Provided text:
# north of Italy?



## ben83s (Oct 23, 2012)

hi, ill be in the north of Italy (alessandria) till near the end of the year.
a bit new to mtb so does anyone have some advice of where to go?


----------



## Matte86 (Mar 10, 2012)

Hi Ben83s,
I live in Borgosesia (VC) that could be near to Alessandria, it depends where you are from..  ..anyway I can give you some advice..but it really depends on what you like. XC, Enduro, DH?..
Let me know..and I'll try to help.. 
If you like enduro 3 stages of the Superenduro series were held very close to where I live..


----------



## ben83s (Oct 23, 2012)

Matte86 said:


> Hi Ben83s,
> I live in Borgosesia (VC) that could be near to Alessandria, it depends where you are from..  ..anyway I can give you some advice..but it really depends on what you like. XC, Enduro, DH?..
> Let me know..and I'll try to help..
> If you like enduro 3 stages of the Superenduro series were held very close to where I live..


Hi Matte,

I'm still very new to having a proper mountain bike so can't say 100%. I'm half way between Alessandria and Asti and its all very flat here. To be honest any pointers so anything with a slope would be a start


----------

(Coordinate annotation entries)
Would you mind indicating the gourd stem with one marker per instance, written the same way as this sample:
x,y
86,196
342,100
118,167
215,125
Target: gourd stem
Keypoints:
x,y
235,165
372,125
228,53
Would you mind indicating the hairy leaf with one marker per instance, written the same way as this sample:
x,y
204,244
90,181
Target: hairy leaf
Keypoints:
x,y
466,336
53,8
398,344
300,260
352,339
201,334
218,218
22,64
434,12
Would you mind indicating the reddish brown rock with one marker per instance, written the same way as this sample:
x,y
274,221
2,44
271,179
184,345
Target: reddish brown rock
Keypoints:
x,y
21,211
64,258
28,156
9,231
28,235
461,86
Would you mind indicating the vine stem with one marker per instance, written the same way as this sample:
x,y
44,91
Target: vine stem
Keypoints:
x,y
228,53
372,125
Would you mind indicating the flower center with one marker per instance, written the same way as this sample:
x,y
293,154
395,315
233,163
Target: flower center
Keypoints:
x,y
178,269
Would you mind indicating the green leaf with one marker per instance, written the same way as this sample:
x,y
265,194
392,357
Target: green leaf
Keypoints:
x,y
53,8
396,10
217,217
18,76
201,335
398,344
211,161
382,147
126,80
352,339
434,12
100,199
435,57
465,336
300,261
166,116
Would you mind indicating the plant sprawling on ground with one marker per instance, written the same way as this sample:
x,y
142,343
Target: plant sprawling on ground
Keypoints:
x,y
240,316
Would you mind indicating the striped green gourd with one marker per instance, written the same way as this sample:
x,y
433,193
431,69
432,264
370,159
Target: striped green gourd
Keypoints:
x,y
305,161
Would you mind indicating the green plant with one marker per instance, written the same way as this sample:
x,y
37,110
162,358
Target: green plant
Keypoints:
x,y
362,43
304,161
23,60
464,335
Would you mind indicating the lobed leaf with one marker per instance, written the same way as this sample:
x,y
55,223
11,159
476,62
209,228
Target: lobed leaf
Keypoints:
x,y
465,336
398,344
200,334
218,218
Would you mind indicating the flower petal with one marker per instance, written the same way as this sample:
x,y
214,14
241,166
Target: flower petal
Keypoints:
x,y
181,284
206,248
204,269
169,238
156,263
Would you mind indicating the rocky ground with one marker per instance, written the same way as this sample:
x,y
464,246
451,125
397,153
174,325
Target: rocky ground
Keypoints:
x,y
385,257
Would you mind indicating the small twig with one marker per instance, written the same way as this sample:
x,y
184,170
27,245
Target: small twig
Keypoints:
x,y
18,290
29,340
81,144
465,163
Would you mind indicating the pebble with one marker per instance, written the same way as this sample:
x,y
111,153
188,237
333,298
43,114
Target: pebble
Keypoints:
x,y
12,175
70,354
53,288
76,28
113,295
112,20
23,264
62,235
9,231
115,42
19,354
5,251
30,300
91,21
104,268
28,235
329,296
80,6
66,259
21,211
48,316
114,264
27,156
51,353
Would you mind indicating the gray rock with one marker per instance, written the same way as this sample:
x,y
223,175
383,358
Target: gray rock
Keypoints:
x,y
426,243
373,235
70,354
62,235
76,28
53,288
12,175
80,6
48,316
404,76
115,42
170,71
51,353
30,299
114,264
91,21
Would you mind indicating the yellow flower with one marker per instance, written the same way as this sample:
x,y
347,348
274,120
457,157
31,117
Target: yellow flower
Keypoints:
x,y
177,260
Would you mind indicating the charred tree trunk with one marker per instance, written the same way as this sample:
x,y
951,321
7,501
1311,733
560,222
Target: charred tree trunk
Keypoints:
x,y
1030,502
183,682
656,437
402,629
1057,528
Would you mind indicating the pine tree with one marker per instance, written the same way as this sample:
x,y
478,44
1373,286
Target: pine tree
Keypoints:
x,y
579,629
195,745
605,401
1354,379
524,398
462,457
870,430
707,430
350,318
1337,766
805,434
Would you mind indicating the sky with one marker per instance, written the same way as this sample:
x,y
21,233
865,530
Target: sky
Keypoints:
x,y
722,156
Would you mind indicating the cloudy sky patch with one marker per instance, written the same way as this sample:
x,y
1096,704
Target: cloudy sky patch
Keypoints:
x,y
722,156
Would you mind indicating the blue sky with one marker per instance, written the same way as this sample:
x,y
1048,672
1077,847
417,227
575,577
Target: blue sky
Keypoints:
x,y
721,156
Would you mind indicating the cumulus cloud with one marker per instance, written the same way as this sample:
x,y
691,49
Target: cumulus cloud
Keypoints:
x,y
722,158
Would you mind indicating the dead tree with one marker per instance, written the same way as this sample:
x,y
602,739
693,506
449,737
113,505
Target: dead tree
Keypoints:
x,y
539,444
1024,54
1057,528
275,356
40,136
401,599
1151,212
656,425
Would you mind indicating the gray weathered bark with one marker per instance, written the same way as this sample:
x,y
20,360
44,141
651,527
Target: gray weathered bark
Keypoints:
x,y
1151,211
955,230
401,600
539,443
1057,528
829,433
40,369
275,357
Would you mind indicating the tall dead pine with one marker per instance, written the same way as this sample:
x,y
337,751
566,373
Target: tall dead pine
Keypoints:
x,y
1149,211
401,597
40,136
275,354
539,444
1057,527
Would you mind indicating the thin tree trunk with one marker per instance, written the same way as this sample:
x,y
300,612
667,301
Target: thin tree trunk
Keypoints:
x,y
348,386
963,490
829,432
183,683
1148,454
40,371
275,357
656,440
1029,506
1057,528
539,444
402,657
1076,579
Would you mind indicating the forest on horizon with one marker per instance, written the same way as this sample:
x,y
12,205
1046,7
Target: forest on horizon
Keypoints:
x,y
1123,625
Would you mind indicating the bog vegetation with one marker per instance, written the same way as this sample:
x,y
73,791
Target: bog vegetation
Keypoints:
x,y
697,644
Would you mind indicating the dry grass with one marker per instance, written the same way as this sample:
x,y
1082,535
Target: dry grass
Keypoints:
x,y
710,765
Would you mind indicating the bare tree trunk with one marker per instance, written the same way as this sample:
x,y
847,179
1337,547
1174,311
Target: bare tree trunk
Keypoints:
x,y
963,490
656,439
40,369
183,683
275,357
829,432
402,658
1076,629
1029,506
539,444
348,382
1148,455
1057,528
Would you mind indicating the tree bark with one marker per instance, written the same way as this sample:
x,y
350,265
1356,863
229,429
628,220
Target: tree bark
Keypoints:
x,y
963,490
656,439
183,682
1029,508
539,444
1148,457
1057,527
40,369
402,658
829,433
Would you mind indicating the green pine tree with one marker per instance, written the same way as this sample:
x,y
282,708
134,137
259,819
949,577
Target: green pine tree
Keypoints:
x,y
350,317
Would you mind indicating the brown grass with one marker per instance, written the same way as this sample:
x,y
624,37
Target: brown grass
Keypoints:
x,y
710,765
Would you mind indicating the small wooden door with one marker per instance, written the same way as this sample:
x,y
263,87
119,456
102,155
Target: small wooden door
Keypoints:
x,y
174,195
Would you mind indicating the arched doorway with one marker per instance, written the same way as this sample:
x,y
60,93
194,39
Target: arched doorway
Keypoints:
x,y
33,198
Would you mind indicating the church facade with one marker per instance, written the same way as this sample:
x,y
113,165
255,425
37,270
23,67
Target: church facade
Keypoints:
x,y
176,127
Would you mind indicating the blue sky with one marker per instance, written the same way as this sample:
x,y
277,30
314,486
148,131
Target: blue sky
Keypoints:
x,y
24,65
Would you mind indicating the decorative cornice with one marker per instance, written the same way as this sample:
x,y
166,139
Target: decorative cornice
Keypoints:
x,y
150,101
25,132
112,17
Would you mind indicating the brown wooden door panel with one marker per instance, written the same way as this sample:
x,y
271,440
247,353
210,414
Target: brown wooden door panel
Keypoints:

Tasks to perform:
A – According to the forum thread, in which town does Matte86 live?
B – Report every line of the records that contains the word "trunk", with case counting.

Solutions to the tasks:
A – Borgosesia (VC).

B –
Would you mind indicating the charred tree trunk with one marker per instance, written the same way as this sample:
Target: charred tree trunk
Would you mind indicating the thin tree trunk with one marker per instance, written the same way as this sample:
Target: thin tree trunk
Would you mind indicating the bare tree trunk with one marker per instance, written the same way as this sample:
Target: bare tree trunk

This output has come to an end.